* RECORDED INFORMATION:
-----

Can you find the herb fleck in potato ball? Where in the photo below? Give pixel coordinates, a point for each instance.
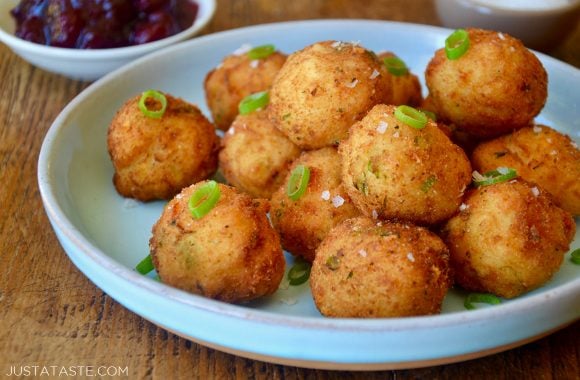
(370, 269)
(155, 157)
(231, 254)
(405, 85)
(304, 222)
(323, 89)
(239, 75)
(394, 171)
(508, 239)
(255, 156)
(541, 155)
(495, 87)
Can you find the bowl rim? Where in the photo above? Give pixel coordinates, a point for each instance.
(205, 13)
(481, 5)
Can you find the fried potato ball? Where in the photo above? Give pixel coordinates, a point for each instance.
(370, 269)
(231, 254)
(541, 155)
(323, 89)
(156, 158)
(406, 87)
(303, 223)
(235, 78)
(508, 239)
(393, 171)
(496, 87)
(255, 156)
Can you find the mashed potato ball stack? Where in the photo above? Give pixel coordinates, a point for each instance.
(219, 246)
(508, 238)
(324, 88)
(246, 71)
(394, 170)
(370, 269)
(496, 86)
(160, 144)
(303, 220)
(255, 156)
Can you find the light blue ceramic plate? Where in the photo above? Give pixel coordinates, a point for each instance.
(106, 235)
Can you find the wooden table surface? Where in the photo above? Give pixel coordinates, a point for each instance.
(51, 315)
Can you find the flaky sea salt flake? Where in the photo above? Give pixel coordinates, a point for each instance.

-----

* WHAT THIS TASK INVOLVES: Only the pictures are to be left out, and all of the data must otherwise be transcribed exactly.

* WRITTEN RESPONSE:
Can you find the herb fleck in potato ball? Where in the photo below? Give pixel coordinates, a point for each instance.
(370, 269)
(155, 157)
(231, 254)
(405, 85)
(304, 222)
(323, 89)
(239, 75)
(394, 171)
(508, 239)
(255, 156)
(541, 155)
(495, 87)
Can you find the bowl rim? Where in the photo above? Give pixel coordinates, a point for each instance.
(205, 13)
(481, 5)
Can you find the fried potato ball? Where in the photo above? Give pixel coordinates, a point for each instance.
(370, 269)
(231, 254)
(541, 155)
(323, 89)
(156, 158)
(406, 87)
(303, 223)
(235, 78)
(508, 239)
(393, 171)
(496, 87)
(255, 156)
Can you find the mashed potato ball stack? Where in the photo above? Give pixel coordinates, a point for each instance.
(219, 246)
(508, 238)
(324, 88)
(246, 71)
(394, 170)
(370, 269)
(496, 86)
(160, 144)
(303, 220)
(255, 156)
Can you find the light blue ceramic plate? Where in the photo above? Give pixel coordinates, a point for each instance.
(106, 235)
Can you find the wooden table surface? Where in the photo above? Give pixel coordinates, a point for each instance.
(51, 315)
Can you find the flaky sea salt flake? Where in the photo above? Give pixel coordinates, a point for each instance.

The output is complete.